▶ _Goals_:
• a. In the posts about Gary, reproduce the stretch from "in all of this, i" through "on our toes.", substituting "lightness" for "humor".
• b. Answer these questions from the posts about Gary:
(i) What song did a piper play at the funeral of Kathy's dad?
(ii) What did Gary ask for after he woke up in the morning?
(iii) Who stood on each side of Gary when he was put in his chair on Sunday?

▶ _Provided passage_:
▬▬▬▬▬▬▬▬▬▬
My thoughts and prayers continue for you and Gary. You are a stong and amazing woman to keep us updated through all this.

My mom had a piper play Amazing Grace at my Dads funeral for the same reason as you. When my mom passed we had a piper pipe most of her service so they both could hear. God Bless you.

{{{{{{HUGS}}}}}}

Kathy
 
Footprints in the Sand...Charlene your faith and your family & friends will help guide you and Gary through this difficult time. It is so obvious how much your friends care just by reading this board. May your family have a peaceful holiday!
 
this will be quick...gary woke up this morning!!! i cut his pain meds in half last night, he slept all night and this morning seems to be a little refreshed. i removed the oxygen, his breathing is nice and even and he is no longer struggling. i will keep it handy, in case he needs it again but for now, he's doing fine w/o it.

he asked for some coffee so i gave him a few tiny sips from the end of a straw. i asked him if he thinks he might feel good enough to sit in his chair today and he said yes. i am so hoping we can have him up and in his chair before the hospice nurse arrives.

i still plan to go talk to the funeral director today. i know it's inevitable, i will need his services sooner than later and i don't see the sense in waiting.

we never know how long these good periods will last. sometimes gary will rally for several hours, other times only for a few minutes before he slips back into a deep sleep. for however long they last, nana and i and usually 2 or 3 of gary's brothers revel in them.

when we were putting gary in his chair on sunday, george and rod were on each side of him and i was guiding his hips back to the chair. i said "one more step sweetie" and he didn't move. i repeated "one more step, just one more step and then you can sit." i thought he was falling and i gasped. george started laughing and told me gary was dancing with me. that stinker was standing there and moving his feet as if he was dancing and he was grinning and winking at george. he's STILL trying to make me laugh!

in all of this, i can see a little humor here and there. yesterday and last night, it was almost as if we were at his wake. once in a while, one of us would slip up and refer to him in the past tense. we had to keep reminding each other than he is still here and it looks like today, HE will be the one to keep us on our toes.
▬▬▬▬▬▬▬▬▬▬
▶ _Given data_:
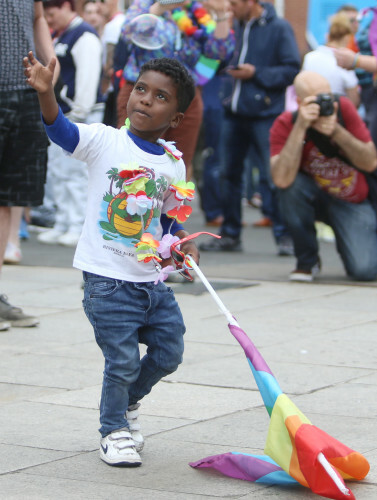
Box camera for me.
[313,94,334,116]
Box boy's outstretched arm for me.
[23,51,59,125]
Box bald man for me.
[270,71,377,282]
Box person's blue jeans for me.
[278,172,377,281]
[201,103,224,221]
[221,113,288,241]
[83,272,185,437]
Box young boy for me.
[23,52,199,466]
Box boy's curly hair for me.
[138,57,195,113]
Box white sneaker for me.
[4,241,22,264]
[289,261,321,283]
[126,403,144,451]
[100,429,141,467]
[58,231,80,247]
[37,229,64,245]
[0,320,11,332]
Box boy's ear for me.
[170,112,184,128]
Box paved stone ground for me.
[0,198,377,500]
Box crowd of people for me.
[0,0,377,467]
[0,0,377,308]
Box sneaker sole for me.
[100,453,142,467]
[9,319,39,328]
[289,274,313,283]
[134,440,144,453]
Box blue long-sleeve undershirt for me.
[42,107,183,235]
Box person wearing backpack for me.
[270,71,377,282]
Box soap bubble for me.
[130,14,166,50]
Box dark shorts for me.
[0,89,48,207]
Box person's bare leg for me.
[0,207,11,271]
[8,207,24,248]
[0,207,39,330]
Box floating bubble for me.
[130,14,166,50]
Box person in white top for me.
[302,13,360,107]
[23,52,199,467]
[99,0,126,127]
[38,0,104,247]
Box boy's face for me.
[127,71,183,142]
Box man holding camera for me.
[270,71,377,282]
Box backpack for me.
[292,95,377,216]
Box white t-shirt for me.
[72,123,185,282]
[302,45,358,95]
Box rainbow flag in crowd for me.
[190,321,369,500]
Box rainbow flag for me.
[190,321,369,500]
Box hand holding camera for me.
[299,94,338,136]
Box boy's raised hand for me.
[23,51,56,94]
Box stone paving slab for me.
[0,261,377,500]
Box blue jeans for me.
[83,272,186,437]
[201,104,224,220]
[221,113,288,241]
[279,172,377,281]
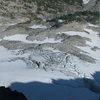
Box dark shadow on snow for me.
[10,72,100,100]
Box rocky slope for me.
[0,87,27,100]
[0,0,100,100]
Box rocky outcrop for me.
[0,87,27,100]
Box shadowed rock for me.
[0,87,27,100]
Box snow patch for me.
[3,34,61,44]
[88,23,99,28]
[83,0,90,4]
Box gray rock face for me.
[0,87,27,100]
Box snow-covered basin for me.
[3,34,61,44]
[0,47,99,100]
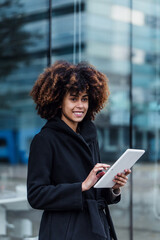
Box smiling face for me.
[61,91,89,132]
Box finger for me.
[113,179,126,187]
[115,176,127,183]
[95,163,110,168]
[124,169,131,176]
[96,171,105,178]
[117,173,128,180]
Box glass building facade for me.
[0,0,160,240]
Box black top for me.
[27,117,120,240]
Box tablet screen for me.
[94,149,145,188]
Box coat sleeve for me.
[27,134,83,211]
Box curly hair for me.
[30,61,109,120]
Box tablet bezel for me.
[94,149,145,188]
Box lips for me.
[73,112,84,117]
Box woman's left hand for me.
[112,169,131,189]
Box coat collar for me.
[42,117,97,144]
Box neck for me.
[61,116,78,132]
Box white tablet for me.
[94,149,145,188]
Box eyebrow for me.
[70,94,89,97]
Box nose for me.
[77,100,83,108]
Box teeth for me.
[74,112,83,116]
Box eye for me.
[71,97,77,102]
[82,98,88,102]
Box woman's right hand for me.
[82,163,110,192]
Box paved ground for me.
[0,164,160,240]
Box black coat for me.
[27,117,120,240]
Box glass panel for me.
[133,0,160,240]
[82,0,130,239]
[0,0,48,239]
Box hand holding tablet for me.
[94,149,145,188]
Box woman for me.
[27,61,130,240]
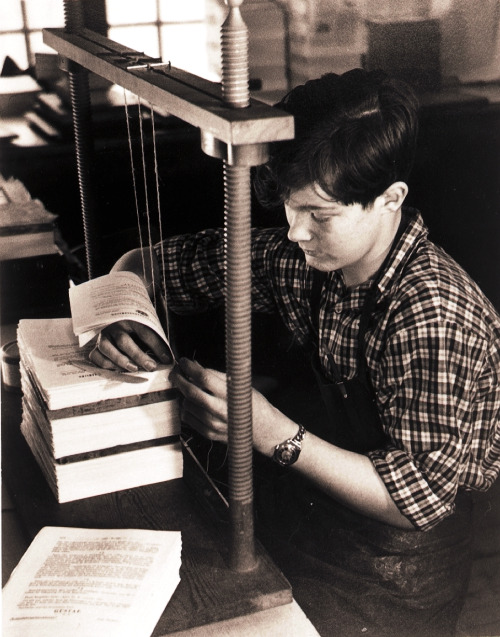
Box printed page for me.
[69,272,170,347]
[2,527,181,637]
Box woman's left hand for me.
[170,358,297,456]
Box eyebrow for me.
[293,201,336,212]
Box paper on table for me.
[2,527,181,637]
[69,272,171,349]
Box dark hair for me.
[254,69,418,207]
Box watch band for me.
[273,425,306,467]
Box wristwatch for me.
[273,425,306,467]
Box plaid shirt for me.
[157,210,500,530]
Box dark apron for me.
[256,266,472,637]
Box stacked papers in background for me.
[0,175,58,261]
[18,318,183,502]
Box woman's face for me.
[285,185,392,286]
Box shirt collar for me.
[377,208,429,295]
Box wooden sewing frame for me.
[4,0,300,634]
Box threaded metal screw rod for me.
[221,0,256,572]
[64,0,100,279]
[224,162,256,571]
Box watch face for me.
[274,442,300,465]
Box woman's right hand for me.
[89,321,172,372]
▬▬▬▬▬▬▬▬▬▬
▶ _Outputs for the tasks_:
• a.
in all of this, i can see a little lightness here and there. yesterday and last night, it was almost as if we were at his wake. once in a while, one of us would slip up and refer to him in the past tense. we had to keep reminding each other than he is still here and it looks like today, HE will be the one to keep us on our toes.

• b.
(i) Amazing Grace
(ii) Some coffee
(iii) George and Rod